Nos associations sont solidaires des éleveurs qui subissent des attaques malgré les mesures préventives mises en place. Conformément au statut du loup, espèce protégée au niveau international, les tirs doivent être réservés à des situations dérogatoires, aux fins de protection des élevages.
Force est de constater que, contrairement au problème du réchauffement climatique, le gouvernement n’a pas pris la mesure des enjeux en matière de reconquête de la biodiversité. Nos associations sauront rappeler ses obligations à un État souvent fuyant lorsqu’il s’agit de préserver le patrimoine naturel.
Plan loup : Plafond de prélèvement de 40 loups
Guidé par cet objectif « non négociable », selon Nicolas Hulot, d’atteindre une population de 500 loups d’ici à la fin du quinquennat, contre près de 400 aujourd’hui. Un seuil minimum de viabilité de l’espèce, d’après son ministère. Éleveurs et certains élus de territoires concernés déplorent les conditions restrictives pour défendre leurs troupeaux, et une vision parisienne déconnectée du terrain et de la réalité de la colonisation du prédateur.

Données d'expressions référentielles
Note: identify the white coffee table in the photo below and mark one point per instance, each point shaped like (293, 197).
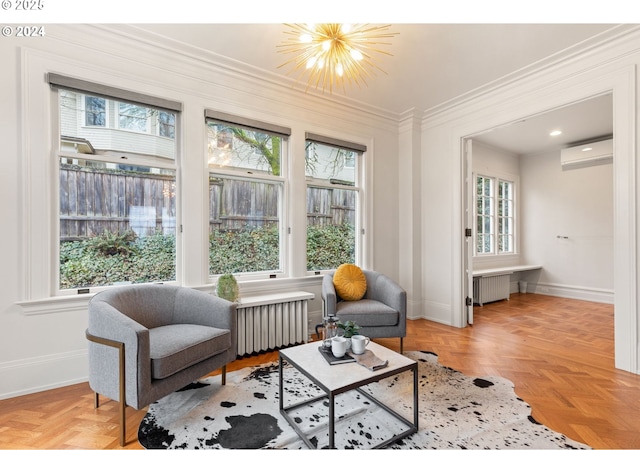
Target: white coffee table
(336, 379)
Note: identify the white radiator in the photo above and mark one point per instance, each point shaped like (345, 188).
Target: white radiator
(272, 321)
(491, 288)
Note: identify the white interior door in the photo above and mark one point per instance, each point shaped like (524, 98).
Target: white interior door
(468, 228)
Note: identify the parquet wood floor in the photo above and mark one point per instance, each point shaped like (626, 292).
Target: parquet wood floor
(557, 352)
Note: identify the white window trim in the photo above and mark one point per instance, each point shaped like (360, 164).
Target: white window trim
(497, 177)
(283, 206)
(362, 207)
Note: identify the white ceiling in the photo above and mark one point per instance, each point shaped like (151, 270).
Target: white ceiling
(431, 64)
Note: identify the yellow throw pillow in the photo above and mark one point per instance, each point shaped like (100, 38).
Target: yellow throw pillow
(350, 282)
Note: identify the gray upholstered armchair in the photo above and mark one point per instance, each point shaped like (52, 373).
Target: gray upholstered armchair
(381, 313)
(150, 340)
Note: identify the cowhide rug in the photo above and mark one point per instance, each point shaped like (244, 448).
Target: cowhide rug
(456, 411)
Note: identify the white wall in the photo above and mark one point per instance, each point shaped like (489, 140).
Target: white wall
(43, 343)
(591, 71)
(576, 204)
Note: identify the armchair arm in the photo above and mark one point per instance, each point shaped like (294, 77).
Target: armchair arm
(107, 322)
(199, 308)
(329, 296)
(387, 291)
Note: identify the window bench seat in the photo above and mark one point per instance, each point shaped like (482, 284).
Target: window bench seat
(504, 270)
(494, 284)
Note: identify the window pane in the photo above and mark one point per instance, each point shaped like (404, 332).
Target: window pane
(133, 117)
(117, 221)
(330, 227)
(243, 149)
(331, 209)
(244, 226)
(95, 135)
(117, 225)
(167, 124)
(95, 111)
(332, 164)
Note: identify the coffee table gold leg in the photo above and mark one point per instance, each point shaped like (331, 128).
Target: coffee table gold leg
(332, 418)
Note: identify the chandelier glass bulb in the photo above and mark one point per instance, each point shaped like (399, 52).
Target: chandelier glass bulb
(332, 53)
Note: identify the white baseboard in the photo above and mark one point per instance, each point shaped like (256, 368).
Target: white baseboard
(27, 376)
(568, 291)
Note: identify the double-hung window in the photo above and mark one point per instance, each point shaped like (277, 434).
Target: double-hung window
(495, 216)
(334, 195)
(116, 190)
(246, 161)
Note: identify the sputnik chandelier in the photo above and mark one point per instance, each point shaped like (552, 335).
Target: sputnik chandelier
(332, 53)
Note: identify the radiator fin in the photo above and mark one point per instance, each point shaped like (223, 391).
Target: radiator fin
(491, 288)
(267, 327)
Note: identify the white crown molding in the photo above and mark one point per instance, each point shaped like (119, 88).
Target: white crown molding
(618, 35)
(120, 39)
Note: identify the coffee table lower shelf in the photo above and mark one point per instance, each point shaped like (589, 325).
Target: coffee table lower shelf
(331, 390)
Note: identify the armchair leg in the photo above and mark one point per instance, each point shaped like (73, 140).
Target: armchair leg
(121, 376)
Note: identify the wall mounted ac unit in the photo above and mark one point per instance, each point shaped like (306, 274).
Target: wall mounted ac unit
(592, 154)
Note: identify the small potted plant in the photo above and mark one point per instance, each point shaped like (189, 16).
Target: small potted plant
(228, 287)
(349, 328)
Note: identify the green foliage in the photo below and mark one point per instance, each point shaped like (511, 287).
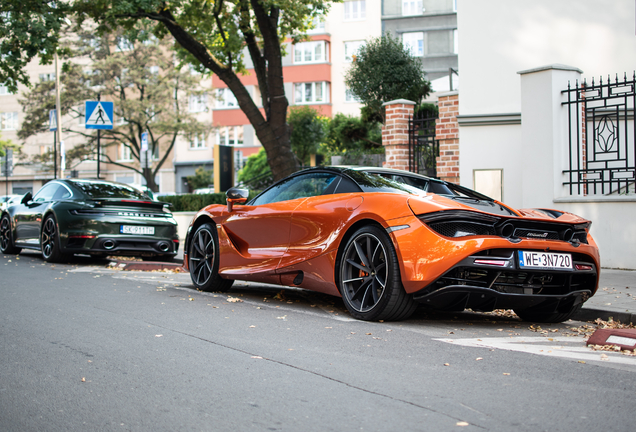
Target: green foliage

● **Le problème**:
(a) D'après l'extrait fourni, à quelles situations les tirs doivent-ils être réservés ?
(b) Quel plafond de prélèvement le plan loup fixe-t-il ?
(c) Quelle population de loups vise-t-on d'ici à la fin du quinquennat, et combien en compte-t-on aujourd'hui ?

● **Réponse attendue**:
(a) Les tirs doivent être réservés à des situations dérogatoires, aux fins de protection des élevages.
(b) Le plafond de prélèvement est de 40 loups.
(c) On vise 500 loups, contre près de 400 aujourd'hui.